──────── Provided records ────────

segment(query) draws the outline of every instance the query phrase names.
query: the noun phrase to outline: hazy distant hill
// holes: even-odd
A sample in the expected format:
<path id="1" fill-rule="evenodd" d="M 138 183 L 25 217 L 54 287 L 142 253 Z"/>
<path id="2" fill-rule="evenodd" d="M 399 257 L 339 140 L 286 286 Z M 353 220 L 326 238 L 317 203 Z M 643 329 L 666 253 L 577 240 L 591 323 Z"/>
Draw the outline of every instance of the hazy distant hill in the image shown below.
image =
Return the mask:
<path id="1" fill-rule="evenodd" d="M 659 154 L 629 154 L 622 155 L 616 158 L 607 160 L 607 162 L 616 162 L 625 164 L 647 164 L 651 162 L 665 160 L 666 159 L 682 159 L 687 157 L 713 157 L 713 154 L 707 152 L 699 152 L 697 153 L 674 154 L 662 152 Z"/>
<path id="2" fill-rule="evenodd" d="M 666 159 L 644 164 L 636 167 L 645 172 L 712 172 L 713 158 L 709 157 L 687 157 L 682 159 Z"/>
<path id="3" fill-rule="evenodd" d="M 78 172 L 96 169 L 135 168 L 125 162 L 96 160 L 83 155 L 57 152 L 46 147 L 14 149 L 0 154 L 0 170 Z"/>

────────

◆ Directions:
Rewrite the rows above so that "hazy distant hill" becomes "far mountain ridge" at every occurrence, with all other text left unchanged.

◆ Completed exercise:
segment(query) draws the outline of every instance the query phrase names.
query: the noun phrase to outline: far mountain ridge
// holes: even-odd
A sample in the expected format:
<path id="1" fill-rule="evenodd" d="M 138 183 L 25 217 L 54 287 L 142 253 Z"/>
<path id="2" fill-rule="evenodd" d="M 399 257 L 339 140 L 286 286 Z M 353 220 L 326 238 L 317 203 Z M 643 329 L 666 253 L 577 240 L 591 323 Z"/>
Draw the outline of every instance of the far mountain ridge in the image shown below.
image =
Return the mask:
<path id="1" fill-rule="evenodd" d="M 659 154 L 629 154 L 622 155 L 616 158 L 607 160 L 607 162 L 616 162 L 625 164 L 647 164 L 651 162 L 665 160 L 666 159 L 682 159 L 687 157 L 713 157 L 713 154 L 707 152 L 699 152 L 697 153 L 674 154 L 662 152 Z"/>
<path id="2" fill-rule="evenodd" d="M 666 159 L 644 164 L 636 167 L 645 172 L 712 172 L 713 158 L 709 157 L 687 157 L 682 159 Z"/>
<path id="3" fill-rule="evenodd" d="M 78 172 L 96 169 L 135 168 L 125 162 L 96 160 L 83 155 L 57 152 L 46 147 L 14 149 L 0 154 L 0 170 Z"/>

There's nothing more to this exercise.